── Data ──

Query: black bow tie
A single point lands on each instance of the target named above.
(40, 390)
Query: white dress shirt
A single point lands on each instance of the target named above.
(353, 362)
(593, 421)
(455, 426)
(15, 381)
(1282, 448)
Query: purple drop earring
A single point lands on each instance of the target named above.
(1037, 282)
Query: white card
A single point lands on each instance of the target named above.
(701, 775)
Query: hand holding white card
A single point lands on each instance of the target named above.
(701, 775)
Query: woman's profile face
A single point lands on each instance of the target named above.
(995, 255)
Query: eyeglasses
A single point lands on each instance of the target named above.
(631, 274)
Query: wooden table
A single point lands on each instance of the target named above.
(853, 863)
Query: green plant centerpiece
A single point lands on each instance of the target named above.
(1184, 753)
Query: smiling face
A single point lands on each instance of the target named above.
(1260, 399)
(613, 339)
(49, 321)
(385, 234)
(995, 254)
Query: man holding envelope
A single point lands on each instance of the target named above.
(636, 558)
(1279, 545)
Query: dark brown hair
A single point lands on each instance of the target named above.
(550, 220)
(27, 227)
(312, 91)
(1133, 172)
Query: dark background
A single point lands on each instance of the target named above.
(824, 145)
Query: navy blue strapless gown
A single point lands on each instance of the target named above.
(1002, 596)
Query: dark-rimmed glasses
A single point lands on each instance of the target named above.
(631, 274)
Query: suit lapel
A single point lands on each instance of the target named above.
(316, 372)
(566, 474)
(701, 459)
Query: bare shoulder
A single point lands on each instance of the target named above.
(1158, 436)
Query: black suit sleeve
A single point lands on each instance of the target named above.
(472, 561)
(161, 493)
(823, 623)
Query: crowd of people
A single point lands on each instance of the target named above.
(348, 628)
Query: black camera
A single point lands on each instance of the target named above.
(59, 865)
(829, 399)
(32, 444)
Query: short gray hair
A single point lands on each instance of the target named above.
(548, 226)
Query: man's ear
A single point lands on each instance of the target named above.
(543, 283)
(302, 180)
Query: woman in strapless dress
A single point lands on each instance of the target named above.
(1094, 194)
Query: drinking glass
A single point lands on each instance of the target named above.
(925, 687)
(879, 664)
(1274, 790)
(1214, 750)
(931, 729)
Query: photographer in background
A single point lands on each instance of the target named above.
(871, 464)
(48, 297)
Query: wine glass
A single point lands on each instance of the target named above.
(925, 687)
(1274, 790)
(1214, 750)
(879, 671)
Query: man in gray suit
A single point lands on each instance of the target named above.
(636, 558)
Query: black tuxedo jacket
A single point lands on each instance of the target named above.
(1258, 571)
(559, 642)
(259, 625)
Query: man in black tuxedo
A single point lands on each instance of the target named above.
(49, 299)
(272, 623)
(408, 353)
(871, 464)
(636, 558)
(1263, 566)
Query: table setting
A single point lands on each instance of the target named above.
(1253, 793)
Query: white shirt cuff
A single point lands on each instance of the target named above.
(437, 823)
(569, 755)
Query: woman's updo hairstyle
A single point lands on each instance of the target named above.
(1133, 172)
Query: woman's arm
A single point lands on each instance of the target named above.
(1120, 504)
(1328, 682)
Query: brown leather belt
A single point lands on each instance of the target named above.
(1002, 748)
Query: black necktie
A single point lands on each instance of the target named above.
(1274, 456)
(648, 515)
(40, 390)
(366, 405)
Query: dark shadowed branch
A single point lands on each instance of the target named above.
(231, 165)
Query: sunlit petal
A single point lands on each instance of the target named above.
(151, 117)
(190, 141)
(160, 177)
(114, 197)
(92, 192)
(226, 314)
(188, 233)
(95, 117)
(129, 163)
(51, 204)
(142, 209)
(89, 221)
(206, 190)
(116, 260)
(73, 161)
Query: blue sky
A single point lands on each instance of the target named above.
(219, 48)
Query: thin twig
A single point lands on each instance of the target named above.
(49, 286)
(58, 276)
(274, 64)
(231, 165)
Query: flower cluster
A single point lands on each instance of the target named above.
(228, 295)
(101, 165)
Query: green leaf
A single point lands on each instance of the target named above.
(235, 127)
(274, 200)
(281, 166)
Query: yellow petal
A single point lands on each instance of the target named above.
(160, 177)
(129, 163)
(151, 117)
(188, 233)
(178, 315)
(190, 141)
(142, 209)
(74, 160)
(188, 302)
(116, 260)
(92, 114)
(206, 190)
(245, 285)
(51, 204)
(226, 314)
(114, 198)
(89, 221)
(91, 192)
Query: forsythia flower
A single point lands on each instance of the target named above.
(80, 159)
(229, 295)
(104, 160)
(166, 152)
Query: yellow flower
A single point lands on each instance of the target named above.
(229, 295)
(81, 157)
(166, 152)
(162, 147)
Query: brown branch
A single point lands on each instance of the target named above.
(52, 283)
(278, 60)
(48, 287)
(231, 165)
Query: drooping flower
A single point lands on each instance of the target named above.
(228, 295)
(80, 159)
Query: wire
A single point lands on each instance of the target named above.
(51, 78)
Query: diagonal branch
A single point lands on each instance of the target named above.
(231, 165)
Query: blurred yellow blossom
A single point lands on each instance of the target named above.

───

Exercise requirements
Output the data exactly, so that every line matches the original.

Task solution
Query: black bow tie
A single point lands on each instance of the target named above.
(40, 390)
Query: white dress shirt
A single point lands on each instance of the target named above.
(353, 362)
(593, 421)
(455, 426)
(15, 381)
(1282, 448)
Query: purple drop earring
A single point lands on each instance of the target named above.
(1037, 282)
Query: white card
A single point lands on each instance of the target named above.
(701, 775)
Query: hand holding white card
A single point lands on each instance of the target named above.
(701, 775)
Query: woman's profile face
A single point lands on each instance of the target named above.
(995, 255)
Query: eyeglasses
A single point lands on each instance of the target named above.
(631, 274)
Query: wooden table
A single point lands on each instance of the target named above.
(853, 863)
Query: green plant centerpiece
A single point lands on each instance of the target named above.
(1184, 753)
Query: smiling face
A single point lands on each instance of the target named above.
(1260, 399)
(613, 339)
(49, 321)
(385, 234)
(995, 254)
Query: man holding envelope
A single point lands on each instance of the target named above.
(636, 558)
(1279, 545)
Query: dark brown hair
A single point lands on each instance of the target named above.
(550, 220)
(27, 227)
(312, 91)
(1133, 172)
Query: dark background
A single point lands on each instance of the target named above.
(824, 145)
Query: navy blue strapless gown
A single point lands on each instance of the target named above.
(1002, 596)
Query: dark-rimmed glasses
A single point lands on each instance of the target named above.
(631, 274)
Query: suit lapel
A single point lands on each instance of the target named above.
(316, 372)
(566, 474)
(701, 459)
Query: bare shoulder
A single point lands on each instance of the target named above.
(1158, 436)
Query: black suit sleeve
A single point lands on each instance of the target named above.
(472, 561)
(161, 493)
(823, 623)
Query: crowd of people
A single point lands on each instance of the target named above.
(348, 628)
Query: black camera
A single point lands on each instance of the target named above.
(59, 865)
(829, 399)
(32, 444)
Query: short gray hair
A single point lands on each instance of the target named above.
(548, 226)
Query: man's ear
A single point lands on each instance of the target named above.
(543, 283)
(302, 180)
Query: woman in strapless dress
A single point lands on each instance of the target named above.
(1094, 194)
Query: drinking glass
A single point lands on each instance of the target named above.
(925, 687)
(879, 664)
(1274, 790)
(1214, 750)
(931, 729)
Query: photographer in background
A single point lands on each instance of the target named above.
(871, 464)
(48, 297)
Query: wine glass
A single point lands on each instance of the target named above.
(925, 687)
(1274, 790)
(1214, 750)
(879, 671)
Query: man in gray suit
A single point lands on each instance of the target named above.
(636, 558)
Query: black tuxedo jacket
A single point lands on each instance of the target named above.
(1258, 571)
(559, 642)
(259, 625)
Query: man in black tuxedo
A single point lands on each instance of the target named above.
(49, 299)
(272, 623)
(408, 353)
(871, 464)
(636, 558)
(1263, 566)
Query: table setting
A single point lands on each instance of the target named above.
(1253, 793)
Query: white shirt cuff
A single point lands on each instance of the target named above.
(437, 823)
(569, 755)
Query: woman's updo hairstyle
A single point lands on each instance of the target named above.
(1133, 172)
Query: woman's arm
A single point lands on each instance of the target named above.
(1120, 504)
(1328, 682)
Query: brown leather belt
A single point lands on each instance of the target named above.
(1002, 748)
Query: black necktie
A single point lands on each instance of the target named above.
(1274, 456)
(648, 515)
(40, 390)
(366, 405)
Query: dark shadowed branch
A single point lands on each instance of the target named above.
(231, 165)
Query: sunlit petal
A single point lands on each instance of the target named above.
(151, 117)
(190, 141)
(160, 177)
(114, 197)
(92, 192)
(226, 314)
(188, 233)
(95, 117)
(129, 163)
(51, 204)
(142, 209)
(89, 221)
(206, 190)
(116, 260)
(73, 161)
Query: blue sky
A single point lands on each instance of the target named above.
(219, 48)
Query: thin twig
A single point lands on each instance of the target named above.
(49, 286)
(58, 276)
(274, 64)
(231, 165)
Query: flower cluster
A single point lands on each instance of the target named above.
(228, 295)
(101, 165)
Query: green leaf
A single point lands on each instance of the target named above.
(235, 127)
(274, 200)
(281, 166)
Query: yellow petal
A single point lands on each instance of the target named above.
(160, 177)
(129, 163)
(151, 117)
(188, 233)
(178, 315)
(190, 141)
(142, 209)
(74, 160)
(188, 302)
(116, 260)
(92, 114)
(206, 190)
(245, 285)
(51, 204)
(226, 314)
(114, 198)
(89, 221)
(91, 192)
Query: forsythia flower
A single point lands on each instance of the target named above.
(80, 159)
(229, 295)
(104, 160)
(166, 152)
Query: yellow flower
A single point lands on each instance of the target named above.
(229, 295)
(81, 157)
(166, 152)
(162, 147)
Query: brown branch
A single point lands on each instance of the target named above.
(52, 283)
(278, 60)
(48, 287)
(231, 165)
Query: drooping flower
A single point lands on each instance of the target named above.
(228, 295)
(80, 159)
Query: wire
A single point lands on each instance of the target named above.
(51, 78)
Query: diagonal branch
A single point lands on each instance of the target named above.
(231, 165)
Query: blurred yellow blossom
A single point lands on each instance of the target named above.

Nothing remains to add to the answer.